Input for this task:
►

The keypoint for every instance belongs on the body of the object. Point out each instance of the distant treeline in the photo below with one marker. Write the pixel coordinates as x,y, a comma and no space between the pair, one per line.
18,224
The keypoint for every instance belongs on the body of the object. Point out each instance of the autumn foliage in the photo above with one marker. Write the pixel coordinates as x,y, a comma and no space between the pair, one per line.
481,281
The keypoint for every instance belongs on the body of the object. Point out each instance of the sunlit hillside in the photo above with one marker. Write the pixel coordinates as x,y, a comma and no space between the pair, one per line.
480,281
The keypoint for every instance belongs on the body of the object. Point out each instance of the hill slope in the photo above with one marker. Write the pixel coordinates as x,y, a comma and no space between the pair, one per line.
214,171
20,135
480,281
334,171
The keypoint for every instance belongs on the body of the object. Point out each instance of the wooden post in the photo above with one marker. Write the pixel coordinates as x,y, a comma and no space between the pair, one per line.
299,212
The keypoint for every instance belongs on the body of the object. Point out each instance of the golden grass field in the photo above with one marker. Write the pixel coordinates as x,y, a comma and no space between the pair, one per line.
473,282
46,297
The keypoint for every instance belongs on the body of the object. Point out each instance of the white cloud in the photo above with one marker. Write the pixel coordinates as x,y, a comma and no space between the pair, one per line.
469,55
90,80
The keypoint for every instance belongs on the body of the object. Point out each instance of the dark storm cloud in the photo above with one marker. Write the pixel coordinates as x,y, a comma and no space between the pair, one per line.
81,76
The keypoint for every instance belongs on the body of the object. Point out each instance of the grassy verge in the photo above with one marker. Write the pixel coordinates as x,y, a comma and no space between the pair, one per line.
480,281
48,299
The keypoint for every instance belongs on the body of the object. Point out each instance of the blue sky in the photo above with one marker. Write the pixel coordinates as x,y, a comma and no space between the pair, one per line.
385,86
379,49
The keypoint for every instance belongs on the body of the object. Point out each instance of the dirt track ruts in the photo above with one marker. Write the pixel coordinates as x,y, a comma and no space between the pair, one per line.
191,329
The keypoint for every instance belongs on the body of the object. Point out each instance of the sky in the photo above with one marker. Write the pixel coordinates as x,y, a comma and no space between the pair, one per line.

◄

What you will do: Having read the entries above, set each one down again exactly.

Answer box:
The keypoint for every instance belongs on the body of the object. Point out each instance of the distant treeline in the photo below with one marker. Write the pixel coordinates as x,y, a comma and no space between the pair, one per line.
18,224
The keypoint for every instance belongs on the body of the object. Point out each instance of the autumn foliage in the photo above with one marker. Write the pixel coordinates as x,y, a comma and no space between the pair, one per line.
481,281
The keypoint for every instance belongs on the body of the object. Point out each instance of the sunlit hillside in the photo above with one marker. Write the pixel coordinates as x,y, a comma and no space between the pair, one per line.
480,281
The keypoint for every instance belongs on the body of the object. Point out each instance of the hill slope in the photo above with one marker. Write the pixel coordinates as x,y, a comma and no space between the pair, one per line.
214,171
20,135
480,281
334,171
The keypoint for every instance belongs on the body of the object. Point out each instance of the wooden post in the photo above with one marker. Write the pixel coordinates as x,y, a comma and no space between the pair, one per line.
299,212
The keypoint for every instance belongs on the body of the object. Point out each instance of the golden grass field in the photo above with one marker. Write the pixel coordinates as x,y, a comma and no space between the pair, one per line.
473,282
46,297
The keypoint for every instance belongs on the body of the object. Point out each instance of the white cloud in the photo above with one marker. Write the pixel coordinates as x,y, a comma and no space between the pair, one per line.
469,55
90,80
The keypoint for every instance belongs on the body of the object. Point out each instance of the dark storm cloud in the photo above with one marker. Write the pixel coordinates as x,y, a comma and no space between the pair, one per line.
81,76
The keypoint for every instance belongs on the body of the object. Point out each instance of the grassy verge in the photo above with one marker. Write the pixel coordinates as x,y, a comma and no space between the pair, one per line.
480,281
48,299
The keypoint for every instance belongs on the body of the object. Point out each instance of the blue sky in the photo above with one marker. Write the pixel coordinates as x,y, a comma and no space between the pair, one per line.
385,86
379,49
The keypoint for every instance belongs on the body of the object. Point out each instance of the dirt track ruts in the photo above with one marker. Write the pixel coordinates as x,y, a comma and no space between the pair, one per line.
191,329
The keypoint for every instance belongs on the body of the object. Point out each instance of the sky in the photo above with one marker. Write the pixel coordinates as x,y, a comma and no space between the pair, one per line.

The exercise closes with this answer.